Dataset excerpts:

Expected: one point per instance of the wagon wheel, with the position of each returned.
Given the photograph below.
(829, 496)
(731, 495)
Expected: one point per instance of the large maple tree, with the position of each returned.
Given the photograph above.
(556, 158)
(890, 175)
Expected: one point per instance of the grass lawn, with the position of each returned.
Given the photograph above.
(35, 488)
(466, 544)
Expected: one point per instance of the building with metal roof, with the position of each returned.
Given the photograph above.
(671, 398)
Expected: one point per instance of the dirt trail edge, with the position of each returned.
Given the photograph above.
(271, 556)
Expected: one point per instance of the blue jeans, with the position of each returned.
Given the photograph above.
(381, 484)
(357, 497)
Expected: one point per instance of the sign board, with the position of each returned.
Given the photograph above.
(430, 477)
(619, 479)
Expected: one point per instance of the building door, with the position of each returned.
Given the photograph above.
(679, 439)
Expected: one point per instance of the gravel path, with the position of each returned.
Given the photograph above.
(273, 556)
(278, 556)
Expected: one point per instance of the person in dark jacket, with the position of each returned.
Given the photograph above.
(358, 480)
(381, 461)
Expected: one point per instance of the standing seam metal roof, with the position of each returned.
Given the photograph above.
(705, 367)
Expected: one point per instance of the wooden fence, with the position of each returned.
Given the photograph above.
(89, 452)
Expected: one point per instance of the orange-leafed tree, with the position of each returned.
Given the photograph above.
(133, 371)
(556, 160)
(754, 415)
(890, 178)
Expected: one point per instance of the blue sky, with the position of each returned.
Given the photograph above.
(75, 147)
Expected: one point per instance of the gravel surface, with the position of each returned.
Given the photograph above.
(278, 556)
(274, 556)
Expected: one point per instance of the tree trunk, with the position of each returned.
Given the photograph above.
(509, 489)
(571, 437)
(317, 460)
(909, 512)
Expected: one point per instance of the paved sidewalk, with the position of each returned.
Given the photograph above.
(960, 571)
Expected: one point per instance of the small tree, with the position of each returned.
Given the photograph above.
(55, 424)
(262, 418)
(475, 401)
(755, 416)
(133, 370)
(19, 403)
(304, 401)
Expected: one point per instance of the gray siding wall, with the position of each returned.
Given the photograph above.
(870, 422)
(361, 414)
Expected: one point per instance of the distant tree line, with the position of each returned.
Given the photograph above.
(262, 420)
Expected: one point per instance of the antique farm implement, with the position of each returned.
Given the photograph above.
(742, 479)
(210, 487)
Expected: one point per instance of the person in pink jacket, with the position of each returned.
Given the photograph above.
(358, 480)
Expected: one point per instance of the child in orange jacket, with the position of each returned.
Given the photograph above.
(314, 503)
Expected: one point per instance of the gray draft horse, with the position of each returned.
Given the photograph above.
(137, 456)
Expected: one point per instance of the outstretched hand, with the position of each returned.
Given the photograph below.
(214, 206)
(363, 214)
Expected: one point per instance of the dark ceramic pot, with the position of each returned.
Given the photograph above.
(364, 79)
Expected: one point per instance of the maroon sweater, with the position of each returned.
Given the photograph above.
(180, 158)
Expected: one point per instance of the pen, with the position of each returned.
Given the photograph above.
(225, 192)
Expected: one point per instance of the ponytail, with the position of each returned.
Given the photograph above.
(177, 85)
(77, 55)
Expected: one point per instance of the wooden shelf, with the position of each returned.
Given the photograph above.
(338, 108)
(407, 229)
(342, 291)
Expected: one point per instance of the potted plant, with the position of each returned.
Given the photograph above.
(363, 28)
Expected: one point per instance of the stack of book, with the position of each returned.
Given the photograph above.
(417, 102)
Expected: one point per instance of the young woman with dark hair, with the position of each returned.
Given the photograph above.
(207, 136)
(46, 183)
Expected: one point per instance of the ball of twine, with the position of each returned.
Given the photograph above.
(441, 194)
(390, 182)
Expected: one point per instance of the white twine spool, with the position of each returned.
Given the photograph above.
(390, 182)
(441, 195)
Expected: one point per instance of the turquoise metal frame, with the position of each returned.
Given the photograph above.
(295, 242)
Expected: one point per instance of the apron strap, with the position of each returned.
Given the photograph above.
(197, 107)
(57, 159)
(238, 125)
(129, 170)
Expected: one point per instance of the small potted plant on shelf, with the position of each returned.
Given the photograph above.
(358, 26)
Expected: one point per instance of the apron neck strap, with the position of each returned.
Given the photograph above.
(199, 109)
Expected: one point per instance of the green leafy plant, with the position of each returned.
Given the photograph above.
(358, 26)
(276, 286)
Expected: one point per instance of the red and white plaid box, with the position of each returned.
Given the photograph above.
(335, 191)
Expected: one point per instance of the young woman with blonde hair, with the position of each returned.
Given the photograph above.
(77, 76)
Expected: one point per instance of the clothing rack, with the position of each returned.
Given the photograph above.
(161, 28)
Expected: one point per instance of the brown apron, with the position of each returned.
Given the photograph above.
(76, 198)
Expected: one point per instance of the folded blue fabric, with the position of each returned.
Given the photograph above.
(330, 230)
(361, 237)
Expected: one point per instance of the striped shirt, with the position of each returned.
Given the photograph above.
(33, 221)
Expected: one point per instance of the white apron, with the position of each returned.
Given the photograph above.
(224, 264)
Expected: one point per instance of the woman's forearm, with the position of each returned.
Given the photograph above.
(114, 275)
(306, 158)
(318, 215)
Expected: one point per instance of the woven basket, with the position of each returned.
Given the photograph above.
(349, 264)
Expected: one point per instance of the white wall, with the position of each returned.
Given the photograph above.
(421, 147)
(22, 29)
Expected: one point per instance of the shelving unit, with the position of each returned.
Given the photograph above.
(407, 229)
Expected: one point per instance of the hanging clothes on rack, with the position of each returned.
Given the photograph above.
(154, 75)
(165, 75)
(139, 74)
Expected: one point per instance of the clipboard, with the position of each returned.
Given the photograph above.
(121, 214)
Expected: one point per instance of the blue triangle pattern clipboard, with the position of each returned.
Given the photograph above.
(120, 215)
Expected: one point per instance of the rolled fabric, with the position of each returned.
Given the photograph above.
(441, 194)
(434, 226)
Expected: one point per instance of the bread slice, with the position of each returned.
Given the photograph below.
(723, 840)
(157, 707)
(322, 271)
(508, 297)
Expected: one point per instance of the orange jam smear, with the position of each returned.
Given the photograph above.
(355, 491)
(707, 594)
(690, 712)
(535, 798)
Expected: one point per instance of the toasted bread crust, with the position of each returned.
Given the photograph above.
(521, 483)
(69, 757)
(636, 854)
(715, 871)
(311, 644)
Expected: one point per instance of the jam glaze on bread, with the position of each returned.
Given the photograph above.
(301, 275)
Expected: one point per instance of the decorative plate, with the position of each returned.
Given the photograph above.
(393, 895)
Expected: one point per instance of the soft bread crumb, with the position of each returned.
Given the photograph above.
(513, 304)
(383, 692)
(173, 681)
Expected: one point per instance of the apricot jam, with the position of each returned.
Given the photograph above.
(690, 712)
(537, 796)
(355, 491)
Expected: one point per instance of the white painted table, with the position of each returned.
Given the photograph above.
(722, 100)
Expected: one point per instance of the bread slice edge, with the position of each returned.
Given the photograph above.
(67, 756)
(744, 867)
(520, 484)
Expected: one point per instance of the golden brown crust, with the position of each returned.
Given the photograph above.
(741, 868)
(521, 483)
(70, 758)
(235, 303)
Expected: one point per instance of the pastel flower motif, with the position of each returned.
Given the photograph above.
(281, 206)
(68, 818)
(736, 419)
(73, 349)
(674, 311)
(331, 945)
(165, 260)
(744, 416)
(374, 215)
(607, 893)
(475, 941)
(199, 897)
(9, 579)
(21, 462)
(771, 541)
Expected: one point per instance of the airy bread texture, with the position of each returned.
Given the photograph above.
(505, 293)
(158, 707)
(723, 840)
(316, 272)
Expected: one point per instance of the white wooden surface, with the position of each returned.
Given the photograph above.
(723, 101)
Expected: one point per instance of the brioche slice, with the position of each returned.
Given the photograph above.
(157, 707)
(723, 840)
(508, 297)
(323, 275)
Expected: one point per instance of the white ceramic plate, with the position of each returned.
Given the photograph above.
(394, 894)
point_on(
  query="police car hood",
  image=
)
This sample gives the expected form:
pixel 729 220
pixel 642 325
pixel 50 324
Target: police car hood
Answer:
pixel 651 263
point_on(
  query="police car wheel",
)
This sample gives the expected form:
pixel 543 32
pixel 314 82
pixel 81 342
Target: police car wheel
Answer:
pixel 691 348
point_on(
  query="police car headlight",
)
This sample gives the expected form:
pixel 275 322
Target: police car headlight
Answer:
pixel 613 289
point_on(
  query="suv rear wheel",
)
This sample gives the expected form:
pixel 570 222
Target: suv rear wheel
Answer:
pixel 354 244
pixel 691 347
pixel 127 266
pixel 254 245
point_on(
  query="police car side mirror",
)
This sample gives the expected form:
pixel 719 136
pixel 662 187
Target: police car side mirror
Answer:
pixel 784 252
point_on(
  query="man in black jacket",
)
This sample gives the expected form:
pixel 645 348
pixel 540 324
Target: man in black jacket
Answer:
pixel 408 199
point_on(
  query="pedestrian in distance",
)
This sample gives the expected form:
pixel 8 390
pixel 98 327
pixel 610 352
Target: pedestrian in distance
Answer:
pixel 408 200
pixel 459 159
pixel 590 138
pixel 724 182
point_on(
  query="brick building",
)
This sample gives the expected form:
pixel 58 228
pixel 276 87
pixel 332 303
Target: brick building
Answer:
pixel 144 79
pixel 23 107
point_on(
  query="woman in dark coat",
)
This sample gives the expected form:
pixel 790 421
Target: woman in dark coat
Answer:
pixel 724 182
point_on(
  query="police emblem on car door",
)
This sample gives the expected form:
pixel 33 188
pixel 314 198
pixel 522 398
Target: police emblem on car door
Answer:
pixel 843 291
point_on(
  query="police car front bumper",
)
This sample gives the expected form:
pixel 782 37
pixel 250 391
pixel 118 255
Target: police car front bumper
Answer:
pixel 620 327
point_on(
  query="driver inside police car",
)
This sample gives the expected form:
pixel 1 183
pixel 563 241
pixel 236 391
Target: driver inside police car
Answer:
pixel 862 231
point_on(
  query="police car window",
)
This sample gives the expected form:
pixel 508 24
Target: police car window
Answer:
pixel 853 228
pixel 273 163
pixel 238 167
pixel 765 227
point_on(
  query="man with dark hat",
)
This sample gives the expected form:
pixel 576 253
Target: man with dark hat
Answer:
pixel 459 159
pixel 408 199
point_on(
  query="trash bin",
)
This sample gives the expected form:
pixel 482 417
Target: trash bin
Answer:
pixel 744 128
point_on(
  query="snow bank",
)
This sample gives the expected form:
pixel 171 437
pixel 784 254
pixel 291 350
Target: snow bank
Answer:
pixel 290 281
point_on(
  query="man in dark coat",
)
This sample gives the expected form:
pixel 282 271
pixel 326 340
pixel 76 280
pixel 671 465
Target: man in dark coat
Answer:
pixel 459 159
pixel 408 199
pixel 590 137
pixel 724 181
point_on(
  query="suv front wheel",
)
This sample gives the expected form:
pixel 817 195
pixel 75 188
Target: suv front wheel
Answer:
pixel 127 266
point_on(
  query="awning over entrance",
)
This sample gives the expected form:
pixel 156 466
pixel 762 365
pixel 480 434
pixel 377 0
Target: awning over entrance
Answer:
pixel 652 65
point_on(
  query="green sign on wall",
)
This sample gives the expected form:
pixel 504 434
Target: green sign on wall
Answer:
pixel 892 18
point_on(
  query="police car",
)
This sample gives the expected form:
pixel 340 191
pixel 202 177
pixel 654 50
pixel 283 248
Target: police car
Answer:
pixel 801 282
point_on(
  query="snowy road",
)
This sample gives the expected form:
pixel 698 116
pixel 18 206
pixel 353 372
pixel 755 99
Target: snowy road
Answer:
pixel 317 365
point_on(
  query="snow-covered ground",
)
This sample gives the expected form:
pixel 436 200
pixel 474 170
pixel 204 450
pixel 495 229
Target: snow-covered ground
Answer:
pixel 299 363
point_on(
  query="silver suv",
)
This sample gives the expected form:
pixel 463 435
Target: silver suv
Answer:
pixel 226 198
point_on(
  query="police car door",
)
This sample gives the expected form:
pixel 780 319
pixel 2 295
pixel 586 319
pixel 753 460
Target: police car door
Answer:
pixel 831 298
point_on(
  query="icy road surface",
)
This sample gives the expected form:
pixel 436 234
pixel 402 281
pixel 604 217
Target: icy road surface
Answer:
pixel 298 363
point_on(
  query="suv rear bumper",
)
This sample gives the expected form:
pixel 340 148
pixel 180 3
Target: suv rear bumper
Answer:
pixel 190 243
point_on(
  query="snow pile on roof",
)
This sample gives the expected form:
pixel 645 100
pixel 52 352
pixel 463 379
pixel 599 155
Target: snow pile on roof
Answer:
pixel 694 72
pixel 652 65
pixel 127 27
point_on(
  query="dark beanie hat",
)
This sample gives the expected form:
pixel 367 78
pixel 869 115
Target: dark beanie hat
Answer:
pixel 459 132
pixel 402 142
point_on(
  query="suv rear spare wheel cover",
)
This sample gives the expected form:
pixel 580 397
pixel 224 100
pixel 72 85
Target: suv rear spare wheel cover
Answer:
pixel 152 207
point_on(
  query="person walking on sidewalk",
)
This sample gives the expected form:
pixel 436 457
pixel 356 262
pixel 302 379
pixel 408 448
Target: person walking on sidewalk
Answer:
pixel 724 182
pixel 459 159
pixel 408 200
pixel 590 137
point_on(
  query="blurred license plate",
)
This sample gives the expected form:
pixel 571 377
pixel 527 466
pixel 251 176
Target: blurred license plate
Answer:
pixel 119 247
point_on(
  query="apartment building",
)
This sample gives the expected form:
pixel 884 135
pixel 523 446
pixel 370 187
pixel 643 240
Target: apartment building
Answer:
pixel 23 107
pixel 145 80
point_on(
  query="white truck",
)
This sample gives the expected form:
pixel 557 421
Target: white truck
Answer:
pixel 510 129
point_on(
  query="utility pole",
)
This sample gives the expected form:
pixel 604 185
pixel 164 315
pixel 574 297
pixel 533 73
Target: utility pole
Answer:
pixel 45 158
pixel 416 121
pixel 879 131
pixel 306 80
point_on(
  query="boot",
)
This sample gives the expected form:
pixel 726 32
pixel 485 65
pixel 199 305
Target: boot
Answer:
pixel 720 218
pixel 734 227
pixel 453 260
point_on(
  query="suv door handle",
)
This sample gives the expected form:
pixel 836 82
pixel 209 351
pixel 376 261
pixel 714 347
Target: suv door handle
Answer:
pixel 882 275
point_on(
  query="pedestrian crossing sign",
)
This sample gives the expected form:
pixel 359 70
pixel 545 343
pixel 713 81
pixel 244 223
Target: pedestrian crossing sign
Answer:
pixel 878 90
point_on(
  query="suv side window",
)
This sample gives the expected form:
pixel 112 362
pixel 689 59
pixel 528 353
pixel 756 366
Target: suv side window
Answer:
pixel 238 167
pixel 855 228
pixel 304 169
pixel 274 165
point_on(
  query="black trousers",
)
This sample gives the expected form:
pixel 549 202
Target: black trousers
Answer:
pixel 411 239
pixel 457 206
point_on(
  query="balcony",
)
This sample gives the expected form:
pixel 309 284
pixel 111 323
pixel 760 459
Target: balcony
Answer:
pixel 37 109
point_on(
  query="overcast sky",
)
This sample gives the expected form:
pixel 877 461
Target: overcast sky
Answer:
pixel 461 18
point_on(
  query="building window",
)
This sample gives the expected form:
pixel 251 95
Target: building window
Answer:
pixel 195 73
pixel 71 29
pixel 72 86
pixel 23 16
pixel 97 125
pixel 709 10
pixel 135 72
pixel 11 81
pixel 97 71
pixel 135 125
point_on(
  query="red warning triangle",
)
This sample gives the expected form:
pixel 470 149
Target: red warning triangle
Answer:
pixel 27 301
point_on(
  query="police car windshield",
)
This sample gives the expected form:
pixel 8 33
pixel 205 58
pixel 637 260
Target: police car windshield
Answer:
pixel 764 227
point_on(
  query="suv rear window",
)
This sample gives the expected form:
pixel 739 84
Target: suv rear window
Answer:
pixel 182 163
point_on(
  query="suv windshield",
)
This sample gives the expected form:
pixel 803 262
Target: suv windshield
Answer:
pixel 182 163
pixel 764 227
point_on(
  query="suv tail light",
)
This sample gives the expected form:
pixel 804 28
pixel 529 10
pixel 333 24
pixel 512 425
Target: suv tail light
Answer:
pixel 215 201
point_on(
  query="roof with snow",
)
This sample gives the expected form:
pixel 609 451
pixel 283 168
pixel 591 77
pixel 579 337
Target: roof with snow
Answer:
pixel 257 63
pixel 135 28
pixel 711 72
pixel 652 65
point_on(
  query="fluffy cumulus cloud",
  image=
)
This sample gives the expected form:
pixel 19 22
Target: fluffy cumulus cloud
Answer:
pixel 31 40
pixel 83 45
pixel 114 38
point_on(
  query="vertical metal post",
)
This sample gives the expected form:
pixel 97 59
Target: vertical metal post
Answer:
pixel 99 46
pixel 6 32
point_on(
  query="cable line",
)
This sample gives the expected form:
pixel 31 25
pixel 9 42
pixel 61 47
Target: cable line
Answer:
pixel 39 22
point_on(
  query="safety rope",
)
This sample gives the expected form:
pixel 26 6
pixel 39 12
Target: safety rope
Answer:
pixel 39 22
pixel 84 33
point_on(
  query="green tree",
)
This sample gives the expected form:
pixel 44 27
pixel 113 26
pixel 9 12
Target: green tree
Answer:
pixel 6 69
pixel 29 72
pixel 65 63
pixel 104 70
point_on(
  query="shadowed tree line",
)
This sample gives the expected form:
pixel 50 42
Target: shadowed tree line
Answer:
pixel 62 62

(WHAT THE EXERCISE ASKS):
Repeat word for word every line from the start of the entries to the line holding "Expected: one point per instance of the gravel path, with", inclusive, and nothing else.

(WRITTEN RESPONSE):
Expected: one point per instance of the wagon wheel, with the position of each returned.
Given the photograph below.
(829, 496)
(731, 495)
Expected: one point per instance of the large maple tree, with the position of each returned.
Given the photograph above.
(556, 158)
(890, 175)
Expected: one point per instance of the grass lawn, with the position of each returned.
Given the photograph above.
(35, 488)
(466, 544)
Expected: one point per instance of the building with metal roof, with the position of each returned.
Given the photograph above.
(671, 398)
Expected: one point per instance of the dirt trail edge, with the position of each returned.
Given the photograph above.
(271, 556)
Expected: one point per instance of the blue jeans, with the position of each returned.
Given the photograph above.
(381, 484)
(357, 497)
Expected: one point per instance of the sign board, with the position of each returned.
Given the photograph above.
(430, 477)
(619, 479)
Expected: one point per instance of the building door, with the position of each returned.
Given the photograph above.
(679, 439)
Expected: one point per instance of the gravel path, with the position of each returned.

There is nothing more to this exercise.